* Start Dataset rows *

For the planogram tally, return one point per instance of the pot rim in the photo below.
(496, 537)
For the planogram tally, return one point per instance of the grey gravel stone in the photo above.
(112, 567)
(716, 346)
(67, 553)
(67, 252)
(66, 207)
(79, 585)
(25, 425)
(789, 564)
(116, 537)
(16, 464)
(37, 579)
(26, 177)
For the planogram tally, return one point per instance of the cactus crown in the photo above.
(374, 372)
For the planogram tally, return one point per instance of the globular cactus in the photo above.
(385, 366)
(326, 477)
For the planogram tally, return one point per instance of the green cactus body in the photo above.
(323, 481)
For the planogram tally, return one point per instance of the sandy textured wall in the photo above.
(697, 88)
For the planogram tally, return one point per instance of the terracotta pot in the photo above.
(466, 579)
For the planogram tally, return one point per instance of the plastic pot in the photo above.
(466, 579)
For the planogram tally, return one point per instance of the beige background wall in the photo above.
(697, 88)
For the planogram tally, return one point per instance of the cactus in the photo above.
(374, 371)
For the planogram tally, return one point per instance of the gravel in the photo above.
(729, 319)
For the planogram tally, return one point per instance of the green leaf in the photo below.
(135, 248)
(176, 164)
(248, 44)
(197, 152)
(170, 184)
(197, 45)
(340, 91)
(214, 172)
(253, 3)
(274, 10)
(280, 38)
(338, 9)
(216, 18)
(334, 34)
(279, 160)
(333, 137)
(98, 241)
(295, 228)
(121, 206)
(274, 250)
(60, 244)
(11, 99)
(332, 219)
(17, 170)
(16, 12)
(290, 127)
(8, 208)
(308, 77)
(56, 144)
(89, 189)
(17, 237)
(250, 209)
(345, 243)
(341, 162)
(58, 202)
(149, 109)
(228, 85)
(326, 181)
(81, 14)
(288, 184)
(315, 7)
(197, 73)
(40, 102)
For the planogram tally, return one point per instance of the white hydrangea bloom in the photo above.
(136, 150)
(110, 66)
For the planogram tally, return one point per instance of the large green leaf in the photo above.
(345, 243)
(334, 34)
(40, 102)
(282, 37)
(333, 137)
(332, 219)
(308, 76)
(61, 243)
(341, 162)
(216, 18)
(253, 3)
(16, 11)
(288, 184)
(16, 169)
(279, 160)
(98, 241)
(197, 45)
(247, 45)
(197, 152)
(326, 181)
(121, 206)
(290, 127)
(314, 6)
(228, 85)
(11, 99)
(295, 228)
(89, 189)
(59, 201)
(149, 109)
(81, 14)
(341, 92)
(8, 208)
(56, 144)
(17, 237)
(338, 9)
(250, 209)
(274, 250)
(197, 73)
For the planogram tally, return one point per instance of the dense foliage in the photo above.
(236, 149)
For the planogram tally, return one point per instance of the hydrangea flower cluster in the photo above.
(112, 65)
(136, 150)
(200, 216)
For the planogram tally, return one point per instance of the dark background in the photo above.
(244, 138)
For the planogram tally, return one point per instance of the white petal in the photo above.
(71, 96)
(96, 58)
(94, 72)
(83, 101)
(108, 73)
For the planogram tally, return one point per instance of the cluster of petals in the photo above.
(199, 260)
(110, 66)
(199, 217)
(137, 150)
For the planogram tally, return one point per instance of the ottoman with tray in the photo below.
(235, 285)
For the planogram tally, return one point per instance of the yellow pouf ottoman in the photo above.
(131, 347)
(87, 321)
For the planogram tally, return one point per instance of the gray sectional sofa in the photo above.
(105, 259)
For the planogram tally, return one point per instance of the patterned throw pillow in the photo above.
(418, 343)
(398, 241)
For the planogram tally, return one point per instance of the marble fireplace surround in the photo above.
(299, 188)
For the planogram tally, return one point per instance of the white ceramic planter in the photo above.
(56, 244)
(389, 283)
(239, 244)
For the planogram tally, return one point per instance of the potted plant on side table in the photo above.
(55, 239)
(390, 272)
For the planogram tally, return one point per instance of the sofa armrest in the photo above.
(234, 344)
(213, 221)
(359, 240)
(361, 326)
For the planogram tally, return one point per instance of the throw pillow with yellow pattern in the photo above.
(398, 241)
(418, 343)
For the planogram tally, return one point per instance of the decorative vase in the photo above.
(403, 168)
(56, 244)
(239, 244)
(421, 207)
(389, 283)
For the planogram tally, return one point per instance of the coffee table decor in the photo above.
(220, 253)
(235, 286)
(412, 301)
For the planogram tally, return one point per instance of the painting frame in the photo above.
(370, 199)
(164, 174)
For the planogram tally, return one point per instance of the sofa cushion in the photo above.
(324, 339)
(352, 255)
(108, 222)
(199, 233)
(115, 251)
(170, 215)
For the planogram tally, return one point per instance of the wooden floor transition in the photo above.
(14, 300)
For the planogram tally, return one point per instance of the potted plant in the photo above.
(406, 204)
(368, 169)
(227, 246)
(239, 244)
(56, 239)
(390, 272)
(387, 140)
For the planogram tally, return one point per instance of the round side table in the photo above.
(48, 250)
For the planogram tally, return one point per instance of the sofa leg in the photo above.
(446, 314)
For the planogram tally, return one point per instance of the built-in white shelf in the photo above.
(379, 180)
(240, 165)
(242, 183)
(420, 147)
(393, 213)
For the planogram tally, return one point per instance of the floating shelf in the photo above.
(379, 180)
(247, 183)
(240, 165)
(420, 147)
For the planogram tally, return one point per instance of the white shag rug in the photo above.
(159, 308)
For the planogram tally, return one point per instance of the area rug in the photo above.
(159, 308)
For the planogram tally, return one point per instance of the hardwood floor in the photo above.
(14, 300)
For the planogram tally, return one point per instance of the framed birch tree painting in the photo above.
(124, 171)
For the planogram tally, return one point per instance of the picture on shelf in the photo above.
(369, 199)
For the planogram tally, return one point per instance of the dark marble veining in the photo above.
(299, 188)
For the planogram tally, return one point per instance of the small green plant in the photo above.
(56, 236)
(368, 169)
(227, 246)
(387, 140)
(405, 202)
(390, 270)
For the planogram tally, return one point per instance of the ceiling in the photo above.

* End Dataset rows *

The exercise: Every entry should be output exactly as written, please.

Response:
For the planogram tally, return one point per instance of the pot rim in the photo below.
(496, 537)
For the planogram tally, return one point per instance of the grey gravel stone in the photo above.
(112, 567)
(716, 346)
(67, 553)
(67, 252)
(66, 207)
(79, 585)
(25, 425)
(789, 564)
(116, 537)
(16, 464)
(37, 579)
(26, 177)
For the planogram tally, return one point per instance of the cactus crown in the photo above.
(374, 372)
For the planogram tally, return one point per instance of the globular cactus in the photo above.
(385, 366)
(326, 477)
For the planogram tally, return one point per instance of the green cactus body in the photo above.
(323, 481)
For the planogram tally, return one point per instance of the sandy textured wall in the photo above.
(697, 88)
For the planogram tally, return one point per instance of the terracotta pot in the photo above.
(466, 579)
For the planogram tally, return one point per instance of the plastic pot in the photo above.
(466, 579)
For the planogram tally, return one point per instance of the beige background wall in the photo above.
(697, 88)
For the planogram tally, return one point per instance of the cactus in the photo above.
(374, 371)
For the planogram tally, return one point per instance of the gravel in the photo above.
(729, 319)
For the planogram tally, return one point per instance of the green leaf in the photo below.
(135, 248)
(176, 164)
(248, 44)
(197, 152)
(170, 184)
(197, 45)
(340, 91)
(214, 172)
(253, 3)
(274, 10)
(280, 38)
(338, 9)
(216, 18)
(334, 34)
(279, 160)
(333, 137)
(98, 241)
(295, 228)
(121, 206)
(274, 250)
(60, 244)
(11, 99)
(332, 219)
(17, 170)
(16, 12)
(290, 127)
(8, 208)
(308, 77)
(56, 144)
(89, 189)
(17, 237)
(250, 209)
(345, 243)
(341, 162)
(58, 202)
(149, 109)
(228, 85)
(326, 181)
(81, 14)
(288, 184)
(315, 7)
(197, 73)
(40, 102)
For the planogram tally, return one point per instance of the white hydrangea bloom in the photo above.
(136, 150)
(110, 66)
For the planogram tally, return one point per instance of the large green leaf in the photo above.
(345, 243)
(334, 34)
(40, 102)
(282, 37)
(333, 137)
(332, 219)
(308, 76)
(61, 243)
(341, 162)
(216, 18)
(253, 3)
(16, 11)
(288, 184)
(16, 169)
(279, 160)
(98, 241)
(197, 45)
(247, 45)
(197, 152)
(326, 181)
(121, 206)
(290, 127)
(314, 6)
(228, 85)
(11, 99)
(295, 228)
(89, 189)
(59, 201)
(149, 109)
(81, 14)
(341, 92)
(8, 208)
(56, 144)
(17, 237)
(338, 9)
(250, 209)
(274, 250)
(197, 73)
For the planogram tally, return one point per instance of the dense foliage in the photo above.
(236, 149)
For the planogram tally, return one point per instance of the hydrangea flower cluster in the photo above.
(112, 65)
(136, 150)
(200, 216)
For the planogram tally, return one point per instance of the dark background in the photo above.
(244, 138)
For the planogram tally, return one point per instance of the white petal in the photo above.
(71, 96)
(96, 58)
(94, 72)
(83, 101)
(108, 73)
For the planogram tally, return one point per instance of the cluster of petals in the photo above.
(199, 260)
(110, 66)
(199, 217)
(137, 150)
For the planogram tally, return one point per instance of the ottoman with tray in the photo below.
(235, 285)
For the planogram tally, return one point per instance of the yellow pouf ottoman in the photo above.
(131, 347)
(87, 321)
For the planogram tally, return one point per instance of the gray sectional sofa in the photo above.
(105, 259)
For the planogram tally, return one point per instance of the patterned throw pillow in the photo above.
(418, 343)
(398, 241)
For the planogram tally, return one point per instance of the marble fireplace surround in the photo above.
(299, 188)
For the planogram tally, return one point per instance of the white ceramic planter in the photo above.
(56, 244)
(389, 283)
(239, 244)
For the planogram tally, return one point per instance of the potted plant on side table in the photo above.
(55, 239)
(390, 272)
For the planogram tally, return one point per instance of the sofa armrest in the photo above.
(234, 344)
(213, 221)
(359, 240)
(361, 326)
For the planogram tally, return one point per instance of the throw pillow with yellow pattern in the photo above.
(398, 241)
(418, 343)
For the planogram tally, return one point per instance of the decorative vase in the photo above.
(403, 168)
(56, 244)
(239, 244)
(421, 207)
(389, 283)
For the planogram tally, return one point per instance of the coffee table decor in the photo above.
(220, 253)
(235, 286)
(412, 301)
For the planogram tally, return one point per instance of the painting frame in the photo above.
(370, 199)
(164, 174)
For the planogram tally, return one point per instance of the sofa cushion in the photo above.
(324, 339)
(352, 255)
(108, 222)
(199, 233)
(115, 251)
(170, 215)
For the planogram tally, return one point per instance of the wooden floor transition in the photo above.
(14, 300)
For the planogram tally, return one point per instance of the potted plant in the photo above.
(406, 204)
(368, 169)
(227, 246)
(239, 244)
(56, 239)
(390, 272)
(387, 140)
For the planogram tally, return one point per instance of the round side table in the photo above.
(48, 250)
For the planogram tally, return one point per instance of the sofa leg in the photo above.
(446, 314)
For the planogram tally, return one point per instance of the built-in white shelf in the photo above.
(379, 180)
(240, 165)
(242, 183)
(420, 147)
(393, 213)
For the planogram tally, return one point per instance of the floating shelf in the photo above.
(379, 180)
(247, 183)
(240, 165)
(420, 147)
For the planogram tally, return one point per instance of the white shag rug in the photo above.
(159, 308)
For the planogram tally, return one point per instance of the area rug in the photo above.
(159, 308)
For the planogram tally, return one point per instance of the hardwood floor in the photo above.
(14, 300)
For the planogram tally, return one point per instance of the framed birch tree painting in the photo above.
(124, 171)
For the planogram tally, return one point per instance of the picture on shelf in the photo above.
(369, 199)
For the planogram tally, return one point per instance of the dark marble veining in the photo above.
(299, 188)
For the planogram tally, return one point per instance of the small green plant in the photo above.
(56, 236)
(368, 169)
(227, 246)
(387, 140)
(405, 202)
(390, 270)
For the planogram tally, return one point per instance of the ceiling in the photo above.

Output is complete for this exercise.